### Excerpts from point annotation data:
- - -

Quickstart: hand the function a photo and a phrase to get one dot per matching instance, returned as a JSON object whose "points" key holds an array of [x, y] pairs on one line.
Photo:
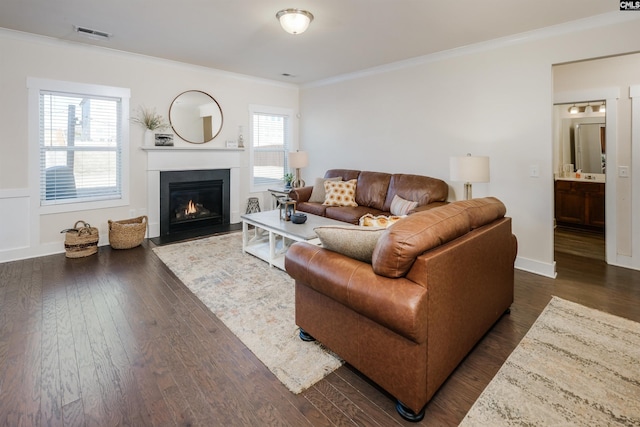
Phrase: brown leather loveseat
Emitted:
{"points": [[437, 282], [374, 193]]}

- - -

### PROBLEM STATEMENT:
Change every "loveseat" in the records above to "sofa", and reproduce the records with nothing else altered. Omit the pictures from your answer.

### WRITTEN ANSWER:
Quickstart: hand the function a photo and a phrase to get one dot per matching instance, returned as a JSON object whose "points" key holds an array of [x, y] pairs on one line.
Photo:
Phrase: brown leather sofa
Emitted:
{"points": [[437, 282], [374, 193]]}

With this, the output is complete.